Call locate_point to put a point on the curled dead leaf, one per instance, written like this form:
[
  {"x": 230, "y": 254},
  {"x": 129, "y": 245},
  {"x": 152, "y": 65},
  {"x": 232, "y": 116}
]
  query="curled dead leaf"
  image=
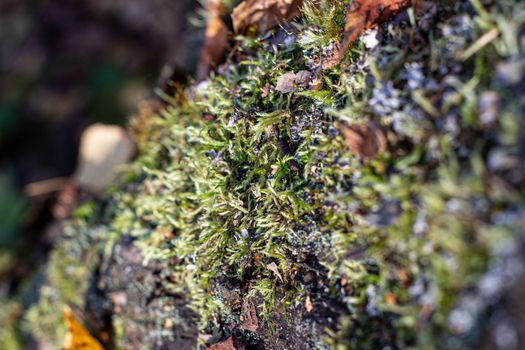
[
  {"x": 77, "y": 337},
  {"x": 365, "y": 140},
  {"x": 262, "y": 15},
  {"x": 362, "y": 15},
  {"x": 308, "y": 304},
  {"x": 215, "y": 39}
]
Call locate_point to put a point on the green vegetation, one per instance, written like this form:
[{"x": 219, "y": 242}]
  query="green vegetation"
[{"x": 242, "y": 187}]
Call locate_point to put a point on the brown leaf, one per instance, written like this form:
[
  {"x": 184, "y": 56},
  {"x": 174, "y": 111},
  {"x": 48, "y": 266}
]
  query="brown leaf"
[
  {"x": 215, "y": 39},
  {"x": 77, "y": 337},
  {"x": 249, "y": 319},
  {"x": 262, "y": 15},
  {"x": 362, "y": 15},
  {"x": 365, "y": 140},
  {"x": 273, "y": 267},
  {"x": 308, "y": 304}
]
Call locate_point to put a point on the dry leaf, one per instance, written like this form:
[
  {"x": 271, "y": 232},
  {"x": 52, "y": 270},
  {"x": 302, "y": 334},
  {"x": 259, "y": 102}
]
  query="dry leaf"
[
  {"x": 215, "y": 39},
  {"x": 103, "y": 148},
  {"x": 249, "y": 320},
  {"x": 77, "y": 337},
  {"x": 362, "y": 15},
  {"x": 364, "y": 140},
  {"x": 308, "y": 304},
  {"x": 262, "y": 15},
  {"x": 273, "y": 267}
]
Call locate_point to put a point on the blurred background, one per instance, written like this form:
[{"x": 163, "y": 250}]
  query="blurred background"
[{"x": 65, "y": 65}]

---

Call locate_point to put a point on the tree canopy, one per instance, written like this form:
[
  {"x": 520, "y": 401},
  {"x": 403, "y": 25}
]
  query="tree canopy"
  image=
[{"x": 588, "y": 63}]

* * *

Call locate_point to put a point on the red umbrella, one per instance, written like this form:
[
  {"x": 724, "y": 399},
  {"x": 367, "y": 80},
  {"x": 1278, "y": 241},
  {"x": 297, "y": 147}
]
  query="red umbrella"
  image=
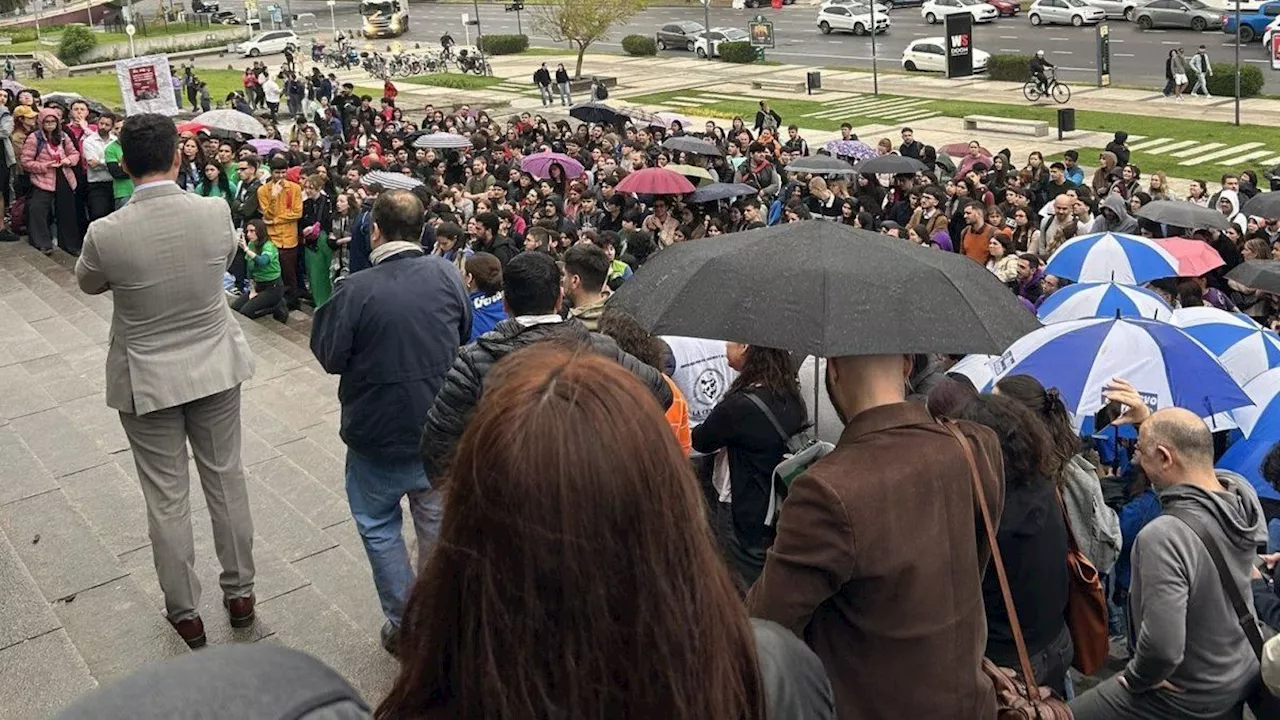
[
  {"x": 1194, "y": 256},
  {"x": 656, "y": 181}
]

→ **Given task**
Count the lines in the material above that contain the string "tree", treating uppercase and lowercase as different. Reply with the number alone.

→ **Complete response**
2